#### Excerpted text:
# Smoking Tips Needed!



## target

Just got the digital masterbuilt electric smoker. Just wondering from all of the smoking guru's out there some things I should know, some tips, and some mistakes you guys have learned from.

Also tried smoking some pheasant thighs and legs yesterday and they cam out a real dull color. I now believe I oversmoked them, but how do you make them shiny like you get from a butcher?


----------



## fox412

When you oversmoke something it tends to have a bitter taste to it. Usually smaller pieces of meat you can smoke about half the time and then I gennerally wrap it in foil for the second half of the time. It will also depend on the type of wood that you are using. Hickory and cherry will oversmoke things faster than woods like apple and peach.

Since you have an electric model you would not have to wrap in foil.(take the wood out and just let the heat do the work) But doing this lets them cook in their own juices. Something you can do to produce the shine is to spray your meat with apple juice every 30 min. or so. I would rather leave the skin on poultry if possible(Skin helps keep the juices in).

One problem with novice smoker is that they tend to use too much wood.
Get on the net and do a search for recipes tips and other things you might want to know about cooking barbeque. There are a lot of good things out there.

There however, will be nothing better than the knowledge that you gain by cooking alot and experimenting with different things. You will make somethings that are great and you will make some that are not so great. The most important thing to remember while smoking food is that you should always have a beer in one hand while you do it.


----------



## Ref

Target,

Ken W. and I both have the digital Masterbuilt smoker. He uses his ALOT. Send him a PM with your questions. I'm sure he would be gald to try to answer them for you.

Ref


----------



## djleye

> you should always have a beer in one hand while you do it.


 I didn't know you could cook outdoors without one!!!! Can't belive anyone would even try it without a cold one. That's just wrong!! :eyeroll:


----------



## Remmi_&amp;_I

djleye said:


> you should always have a beer in one hand while you do it.
> 
> 
> 
> I didn't know you could cook outdoors without one!!!! Can't belive anyone would even try it without a cold one. That's just wrong!! :eyeroll:
Click to expand...

Agreed :beer:


----------



## MossyMO

Been smoking for quite a few years, Monday I purchased the Masterbuilt smoker also. Wanted it for smaller batches, smoking meals and so I could have better heat control so I can smoke year around. The sale price Scheels has them at this week can not be beat and Scheels also accepts competitor's coupons !!!
I did consult Ken W before I made the purchase, I thought I had remembered that it was the model he has.
Sunday I had brined and marinated up 10 pounds of jerky, so Monday night I tried out the new smoker, I must say that I was impressed. It put out good smoke and seems to be a good product for the price. On Saturday I am going to smoke 4 venison hams and 2 back straps I have been brining and injecting brine into since Sunday, I love this time of year !!!


----------



## Field Hunter

I've got a 36" gas smoker....gas is what I prefer as you can get good heat in the Winter weather we have in ND. Electric should be fine.

There are two ways to smoke meat.
Cold smoking.....Under 130 degrees with light smoke.
Hot smoking......over 130 degrees up to about 230 degrees with higher levels of smoke.

#### Information shown:
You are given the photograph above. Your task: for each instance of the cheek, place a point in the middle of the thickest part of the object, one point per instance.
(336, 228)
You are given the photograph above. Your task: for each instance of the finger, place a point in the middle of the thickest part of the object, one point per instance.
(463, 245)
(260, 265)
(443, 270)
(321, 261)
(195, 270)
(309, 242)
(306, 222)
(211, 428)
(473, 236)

#### Work to complete:
(A) Answer these questions from the forum thread on smoking tips:
(i) Which woods does fox412 say will oversmoke things faster than apple and peach?
(ii) What does fox412 suggest spraying the meat with every 30 minutes or so to produce a shine?
(iii) According to Field Hunter, up to about what temperature does hot smoking go?
(B) Transcribe the part of the forum thread on smoking tips between "When you oversmoke" and "apple and peach.", inclusive.

#### Solved tasks:
(A)
(i) Hickory and cherry.
(ii) Apple juice.
(iii) About 230 degrees.

(B)
When you oversmoke something it tends to have a bitter taste to it. Usually smaller pieces of meat you can smoke about half the time and then I gennerally wrap it in foil for the second half of the time. It will also depend on the type of wood that you are using. Hickory and cherry will oversmoke things faster than woods like apple and peach.